*What you will do:*
1 > In the passage on product preannouncements, how many of the 149 preannouncements were classified as costly?
2 > From the passage on product preannouncements, return the text starting at "For different reasons" and ending at "movie in 2026.".
3 > Resume the passage on product preannouncements from where it stops.

*Given passage:*

Companies, when to fanfare in product announcements?

Most of us know about, probaly even closely follow, Apple’s new iPhone reveal every year in September – just like billions of other people globally. This type of new product announcements are designed for several reasons such as creating consumer demand and informing investors so that Apple’s stock price is positively affected on the basis of this positive information. Despite the latter’s importance, however, in general, the reactions from investors are not unequivocally positive but at best mixed to Apple’s or any other brand’s new product announcements. But why?

In our research we tried to find an answer to this question by considering how these brands first announced to the public their intent to produce a new product in the near future.

Product preannouncements

For different reasons such as creating future demand, discouraging competition, or simply, yet, very importantly telling the investors and consumers how innovative they are, firms may decide to “preannounce” their products, i.e., their intent to produce something down the road. For example, recently, Hollywood studios announced their plan to make a new “hunger games” movie in 2026.

Brands, on the other hand, choose different types of content when they preannounce their products especially when it comes to revealing the details. For example, on one hand, in 2005, Coca Cola simply announced that they will be adding new flavors with no further details. On the other hand, in 2011, Netflix announced that they agreed to pay 1 billion USD for the rights to stream series like Gossip Girl and the Vampire Diaries. Coca Cola’s announcement could be considered as “cheap talk” since the brand could easily and without any cost occurring, walk back on this decision. However, Netflix’s announcement is more concrete, i.e., it creates clear expectations that the product will be eventually introduced to the market as indicated. Hence, we call the preannouncements similar to Coca Cola’s as costless preannouncements and the ones similar to Netflix’s as costly announcements. We argued that how, i.e., whether brands use costly vs. costless preannouncements for their upcoming products will impact the market’s reaction to the product announcement itself when it arrives.

Linking two announcements together

Our idea is simple. Costless preannouncements do not include much information or create a lot of confidence in investors about brands’ intention to eventually introduce the product. However, if brands do introduce the product, then, this is “pleasantly surprising”, and markets react positively. The costly preannouncements, on the other hand, create confidence and expectations in investors that brands will eventually introduce the product. Therefore, the product’s actual announcement does not include a lot of information and investors are likely to “brush it off” as something expected.

Testing the idea

In order to test this idea, we matched companies’ 149 product announcements published in Wall Street Journal that also had preannounced their intent to produce in the previous year leading to the product’s announcement. The final list includes a broad spectrum of product categories ranging from technology to consumer products to utilities. Doctoral students and authors independently classified the preannouncements into costly (78 announcements) and costless (71 announcements) categories by looking for some keywords within the announcements such as “minor changes” or “updates” for costless and “development cost” or “advertising cost” for costly categories. The raters agreed more than 95% of the times for each category and the remaining discrepancies were solved after mutual discussion.

*Data drawn from a collection:*

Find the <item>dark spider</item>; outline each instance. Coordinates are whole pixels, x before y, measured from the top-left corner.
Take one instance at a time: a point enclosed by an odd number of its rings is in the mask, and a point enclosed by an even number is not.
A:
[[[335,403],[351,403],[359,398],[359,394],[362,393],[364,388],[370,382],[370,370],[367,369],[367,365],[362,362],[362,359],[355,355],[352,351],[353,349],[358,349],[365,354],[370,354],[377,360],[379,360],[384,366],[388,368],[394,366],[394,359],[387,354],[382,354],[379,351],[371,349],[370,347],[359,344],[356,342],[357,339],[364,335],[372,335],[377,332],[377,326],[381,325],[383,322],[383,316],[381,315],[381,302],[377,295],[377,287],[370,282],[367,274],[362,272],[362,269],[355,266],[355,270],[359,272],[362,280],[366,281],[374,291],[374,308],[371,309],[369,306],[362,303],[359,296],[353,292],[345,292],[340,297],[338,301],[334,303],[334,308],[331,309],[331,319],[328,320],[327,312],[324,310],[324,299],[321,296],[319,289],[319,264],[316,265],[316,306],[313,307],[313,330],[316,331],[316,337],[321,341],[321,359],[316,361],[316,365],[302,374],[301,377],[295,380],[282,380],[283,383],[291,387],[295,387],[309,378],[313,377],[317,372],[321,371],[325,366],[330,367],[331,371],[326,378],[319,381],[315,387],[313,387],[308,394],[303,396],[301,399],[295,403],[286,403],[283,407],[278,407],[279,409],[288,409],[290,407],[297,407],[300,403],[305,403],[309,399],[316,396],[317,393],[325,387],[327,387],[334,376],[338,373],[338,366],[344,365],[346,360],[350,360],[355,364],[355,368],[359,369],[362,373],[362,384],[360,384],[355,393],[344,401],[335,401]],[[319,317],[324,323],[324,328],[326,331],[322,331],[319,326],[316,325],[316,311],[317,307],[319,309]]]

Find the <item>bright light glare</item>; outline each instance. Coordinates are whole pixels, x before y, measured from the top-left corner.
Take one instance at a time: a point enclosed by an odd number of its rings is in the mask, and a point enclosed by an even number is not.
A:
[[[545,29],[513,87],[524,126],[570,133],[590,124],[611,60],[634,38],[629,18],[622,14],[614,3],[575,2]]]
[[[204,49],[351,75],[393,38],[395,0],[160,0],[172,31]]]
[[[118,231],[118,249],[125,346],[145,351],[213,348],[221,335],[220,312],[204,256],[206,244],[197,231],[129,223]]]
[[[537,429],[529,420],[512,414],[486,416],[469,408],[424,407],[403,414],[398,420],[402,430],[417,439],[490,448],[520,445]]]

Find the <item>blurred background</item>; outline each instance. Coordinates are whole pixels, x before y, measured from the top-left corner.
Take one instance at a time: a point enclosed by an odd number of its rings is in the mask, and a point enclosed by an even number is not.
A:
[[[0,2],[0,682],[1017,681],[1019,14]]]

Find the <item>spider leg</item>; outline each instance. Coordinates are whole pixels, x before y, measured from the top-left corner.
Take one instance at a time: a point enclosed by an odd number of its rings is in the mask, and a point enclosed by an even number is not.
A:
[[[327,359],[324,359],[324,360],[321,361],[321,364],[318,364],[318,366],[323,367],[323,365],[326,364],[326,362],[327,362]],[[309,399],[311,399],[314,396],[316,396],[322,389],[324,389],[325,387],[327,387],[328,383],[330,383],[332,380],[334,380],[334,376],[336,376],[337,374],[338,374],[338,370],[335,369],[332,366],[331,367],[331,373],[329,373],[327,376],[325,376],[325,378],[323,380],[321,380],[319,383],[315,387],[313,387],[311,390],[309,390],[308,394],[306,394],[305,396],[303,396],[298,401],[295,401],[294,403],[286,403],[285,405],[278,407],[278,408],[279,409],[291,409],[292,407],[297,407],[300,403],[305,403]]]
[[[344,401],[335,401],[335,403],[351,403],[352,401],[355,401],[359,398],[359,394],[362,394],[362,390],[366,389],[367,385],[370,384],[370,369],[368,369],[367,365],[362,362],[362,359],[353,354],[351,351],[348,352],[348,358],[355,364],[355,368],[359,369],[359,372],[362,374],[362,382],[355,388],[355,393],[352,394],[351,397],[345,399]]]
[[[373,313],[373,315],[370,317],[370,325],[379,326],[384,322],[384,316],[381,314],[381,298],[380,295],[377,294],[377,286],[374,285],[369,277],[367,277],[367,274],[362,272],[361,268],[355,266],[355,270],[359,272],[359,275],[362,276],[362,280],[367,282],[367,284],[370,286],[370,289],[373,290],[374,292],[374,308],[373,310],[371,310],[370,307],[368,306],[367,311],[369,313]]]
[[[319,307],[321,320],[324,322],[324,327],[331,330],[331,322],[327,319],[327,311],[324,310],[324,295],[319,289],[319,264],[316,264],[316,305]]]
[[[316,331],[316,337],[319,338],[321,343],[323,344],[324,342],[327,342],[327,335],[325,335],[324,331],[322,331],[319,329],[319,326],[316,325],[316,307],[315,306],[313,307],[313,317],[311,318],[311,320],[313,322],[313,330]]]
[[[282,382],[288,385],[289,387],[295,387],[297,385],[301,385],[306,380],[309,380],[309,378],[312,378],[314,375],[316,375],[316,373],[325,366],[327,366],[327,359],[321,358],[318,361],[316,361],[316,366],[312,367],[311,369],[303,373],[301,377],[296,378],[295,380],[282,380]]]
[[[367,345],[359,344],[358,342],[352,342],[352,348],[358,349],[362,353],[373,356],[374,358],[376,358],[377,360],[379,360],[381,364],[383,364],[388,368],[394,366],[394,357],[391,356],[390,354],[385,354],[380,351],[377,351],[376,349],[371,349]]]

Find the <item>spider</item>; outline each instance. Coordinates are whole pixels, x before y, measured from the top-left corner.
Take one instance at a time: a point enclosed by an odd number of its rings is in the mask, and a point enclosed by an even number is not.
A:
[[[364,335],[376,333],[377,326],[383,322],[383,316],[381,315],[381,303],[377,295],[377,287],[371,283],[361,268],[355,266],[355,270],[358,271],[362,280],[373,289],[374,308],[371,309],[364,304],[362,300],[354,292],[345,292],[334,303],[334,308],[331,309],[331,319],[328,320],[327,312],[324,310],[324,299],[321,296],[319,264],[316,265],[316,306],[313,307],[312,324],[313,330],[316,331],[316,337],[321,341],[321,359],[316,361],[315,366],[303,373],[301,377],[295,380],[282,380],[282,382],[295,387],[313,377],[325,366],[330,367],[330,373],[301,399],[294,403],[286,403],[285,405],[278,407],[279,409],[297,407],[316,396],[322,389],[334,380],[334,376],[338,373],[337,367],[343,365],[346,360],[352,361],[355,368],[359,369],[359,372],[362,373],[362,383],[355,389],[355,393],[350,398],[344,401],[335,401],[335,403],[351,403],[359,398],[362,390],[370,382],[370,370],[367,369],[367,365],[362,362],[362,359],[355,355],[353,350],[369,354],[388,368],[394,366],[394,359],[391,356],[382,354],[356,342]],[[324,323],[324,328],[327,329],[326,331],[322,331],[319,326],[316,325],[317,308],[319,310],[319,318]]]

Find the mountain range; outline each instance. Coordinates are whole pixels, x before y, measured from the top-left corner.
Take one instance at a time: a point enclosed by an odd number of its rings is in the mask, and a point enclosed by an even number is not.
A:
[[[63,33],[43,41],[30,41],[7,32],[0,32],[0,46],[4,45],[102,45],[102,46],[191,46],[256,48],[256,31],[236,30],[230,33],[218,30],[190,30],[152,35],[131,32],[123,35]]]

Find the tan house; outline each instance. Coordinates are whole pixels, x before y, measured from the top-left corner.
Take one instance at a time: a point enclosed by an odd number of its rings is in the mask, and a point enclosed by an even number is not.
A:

*Written answers:*
1 > 78

2 >
For different reasons such as creating future demand, discouraging competition, or simply, yet, very importantly telling the investors and consumers how innovative they are, firms may decide to “preannounce” their products, i.e., their intent to produce something down the road. For example, recently, Hollywood studios announced their plan to make a new “hunger games” movie in 2026.

3 >
To analyze the data, we used “event study” methodology that looks at the stock prices around an event, e.g., product preannouncement in our context. This methodology assumes markets are efficient. This means that companies’ stock prices reflect all the information about the company and thus truly reflects its value. Therefore, any new information released to the market will be instantly reflected in the stock’s prices of the concerned company, such as product announcements.

We looked at the mean abnormal returns, i.e. signs of a reaction to new information, 6 days before the announcement, the announcement day, and 6 days after announcement both for the whole sample (149 firms) and firms in the costly and costless categories separately. The results supported our idea. When companies choose costly preannouncements, the market reaction to the product’s actual announcement itself is nonexistent. However, and as we expected, when companies opt in for costless preannouncements, the market reacts positively when the product is actually announced.

We further checked for two notions; first, whether the effects we observe are due to general financial conditions in the economy (i.e., temporal effects), and second; whether what we observe holds across different product categories/industries or only an artefact of certain (but not all) categories. Results indicated that our observations are not likely to be temporal or industry specific increasing our confidence in the observed results. Finally, we found that the positive reaction to announcements preceding costless preannouncements further spills into the sales of the product making the effect likely to be longer term than a mere initial reaction.

Managerial implications

Prior research did not consider how the decisions for one announcement could affect the ones for the second in the future. For example, conventional wisdom suggests that companies should stay off cheap talk in preannouncements and inform markets about the specific details of their intent such as investment costs to convince the investors. Our results, on the other hand, indicates that even when companies opt in for this type of announcements, the potential initial losses could be compensated during actual launch. This indicates a choice for managers; they can first decide how much details they would like to include in the preannouncements. For example, Apple’s iMac preannouncement did not include many details, while its iPhone ones are typically with more details.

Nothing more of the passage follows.